EXERCISE INSTRUCTIONS:
Each of the entries should be retyped precisely as it appears.

Pointing dataset records:
☆ ☆ ☆
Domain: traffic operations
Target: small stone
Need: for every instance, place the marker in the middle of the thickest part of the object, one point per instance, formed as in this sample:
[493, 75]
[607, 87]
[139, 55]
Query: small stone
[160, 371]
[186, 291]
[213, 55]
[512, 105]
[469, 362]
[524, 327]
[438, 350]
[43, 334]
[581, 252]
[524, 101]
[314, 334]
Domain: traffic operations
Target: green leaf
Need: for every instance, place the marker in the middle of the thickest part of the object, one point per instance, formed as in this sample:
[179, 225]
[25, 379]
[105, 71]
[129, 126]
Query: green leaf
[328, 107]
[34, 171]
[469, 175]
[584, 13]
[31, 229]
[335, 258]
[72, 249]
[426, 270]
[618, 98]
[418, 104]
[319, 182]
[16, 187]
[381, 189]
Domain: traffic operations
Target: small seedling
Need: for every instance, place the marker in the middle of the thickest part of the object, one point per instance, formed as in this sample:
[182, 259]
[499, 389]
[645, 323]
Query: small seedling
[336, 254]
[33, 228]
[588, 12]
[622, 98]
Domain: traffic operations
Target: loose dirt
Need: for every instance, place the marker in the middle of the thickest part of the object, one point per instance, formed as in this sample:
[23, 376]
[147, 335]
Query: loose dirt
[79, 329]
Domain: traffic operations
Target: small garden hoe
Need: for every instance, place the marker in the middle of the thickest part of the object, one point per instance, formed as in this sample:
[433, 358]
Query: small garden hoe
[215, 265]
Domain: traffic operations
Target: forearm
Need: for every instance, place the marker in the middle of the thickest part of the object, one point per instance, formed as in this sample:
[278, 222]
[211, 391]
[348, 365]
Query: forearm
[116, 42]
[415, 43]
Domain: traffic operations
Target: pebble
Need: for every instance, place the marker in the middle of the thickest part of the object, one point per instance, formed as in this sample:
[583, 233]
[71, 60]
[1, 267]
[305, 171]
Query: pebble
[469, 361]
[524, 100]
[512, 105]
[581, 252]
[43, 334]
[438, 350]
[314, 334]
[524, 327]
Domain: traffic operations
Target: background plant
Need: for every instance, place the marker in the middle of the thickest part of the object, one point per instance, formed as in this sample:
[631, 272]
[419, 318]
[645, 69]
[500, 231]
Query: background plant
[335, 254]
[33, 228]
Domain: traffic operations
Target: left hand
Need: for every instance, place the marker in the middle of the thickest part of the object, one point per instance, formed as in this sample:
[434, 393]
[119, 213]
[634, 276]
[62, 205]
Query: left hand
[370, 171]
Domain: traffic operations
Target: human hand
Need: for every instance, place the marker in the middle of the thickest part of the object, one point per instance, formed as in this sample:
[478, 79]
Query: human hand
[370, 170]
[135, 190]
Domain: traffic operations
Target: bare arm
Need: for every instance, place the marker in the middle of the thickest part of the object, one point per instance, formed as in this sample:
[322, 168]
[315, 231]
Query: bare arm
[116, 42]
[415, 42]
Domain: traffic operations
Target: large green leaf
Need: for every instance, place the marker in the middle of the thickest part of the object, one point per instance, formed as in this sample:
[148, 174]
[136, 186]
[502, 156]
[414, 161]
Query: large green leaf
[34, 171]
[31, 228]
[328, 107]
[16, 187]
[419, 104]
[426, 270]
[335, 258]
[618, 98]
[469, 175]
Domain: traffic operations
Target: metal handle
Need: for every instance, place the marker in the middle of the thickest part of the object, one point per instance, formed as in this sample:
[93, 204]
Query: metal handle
☆ ☆ ☆
WRITTEN SOLUTION:
Domain: traffic operations
Target: small stone
Need: for every instance, place the marker in the middle of the thickest part of the object, one point per instance, formed as in this sample:
[493, 75]
[607, 87]
[139, 55]
Query: small stone
[160, 371]
[186, 291]
[213, 55]
[512, 105]
[469, 362]
[524, 327]
[438, 350]
[43, 334]
[581, 252]
[524, 101]
[314, 334]
Domain: traffic operations
Target: green leaf
Need: for every instance, place the marker in the middle of the thickest part of the object, one point per instance, formed as in this sample:
[179, 225]
[25, 379]
[105, 71]
[129, 126]
Query: green leaf
[328, 107]
[34, 171]
[469, 175]
[584, 13]
[31, 229]
[335, 258]
[72, 249]
[426, 270]
[618, 98]
[418, 104]
[319, 182]
[16, 187]
[381, 189]
Domain: traffic operations
Target: small seedling
Need: for every instance, place the marker in the middle of the thickest part of the object, one point per instance, formed as in this sample:
[182, 259]
[499, 389]
[645, 323]
Query: small seedling
[336, 254]
[33, 228]
[588, 12]
[622, 98]
Domain: traffic operations
Target: loose dirt
Need: for every instance, place the marker in the middle of the thickest part of the object, one point per instance, formed as in this sample:
[23, 376]
[147, 335]
Query: loose dirt
[79, 329]
Domain: traffic operations
Target: small garden hoe
Need: for every instance, place the marker in the middle of the thickest part of the object, one point per instance, formed as in this sample:
[433, 358]
Query: small garden hoe
[215, 265]
Domain: traffic operations
Target: forearm
Need: for every instance, place the marker in the middle of the thickest part of the object, one point per instance, formed as in this sample:
[278, 222]
[211, 391]
[348, 365]
Query: forearm
[116, 42]
[415, 43]
Domain: traffic operations
Target: pebble
Need: for every instance, place the marker in the middle of the thickest part of the object, one point per instance, formed as in this sample:
[583, 233]
[71, 60]
[1, 267]
[305, 171]
Query: pebble
[469, 361]
[524, 100]
[512, 105]
[581, 252]
[43, 334]
[438, 350]
[314, 334]
[524, 327]
Domain: traffic operations
Target: background plant
Need: for every instance, place the marker in the middle of the thickest part of the object, one point per instance, formed as in this sample:
[631, 272]
[419, 318]
[645, 69]
[500, 231]
Query: background plant
[335, 254]
[33, 228]
Domain: traffic operations
Target: left hand
Need: for every instance, place the marker in the middle of the thickest part of the object, one point per instance, formed as in this sample:
[434, 393]
[119, 213]
[634, 276]
[62, 205]
Query: left hand
[370, 171]
Domain: traffic operations
Target: human hand
Need: for every instance, place the marker in the middle of the thickest part of the object, one point per instance, formed as in this sample:
[478, 79]
Query: human hand
[370, 170]
[135, 190]
Domain: traffic operations
Target: bare arm
Need: for every instance, place the marker in the middle of the thickest part of the object, one point per instance, formed as in this sample:
[322, 168]
[315, 231]
Query: bare arm
[116, 42]
[415, 42]
Domain: traffic operations
Target: large green leaf
Need: for every instance, place the marker in the middle of the thickest part of the object, one point per instance, formed as in this sample:
[148, 174]
[136, 186]
[502, 156]
[414, 161]
Query: large green leaf
[34, 171]
[31, 228]
[328, 107]
[16, 187]
[419, 104]
[426, 270]
[335, 258]
[618, 98]
[469, 175]
Domain: traffic operations
Target: metal handle
Need: for every instance, place the marker in the middle of the thickest part of the object, one point per instance, formed as in this sample:
[93, 204]
Query: metal handle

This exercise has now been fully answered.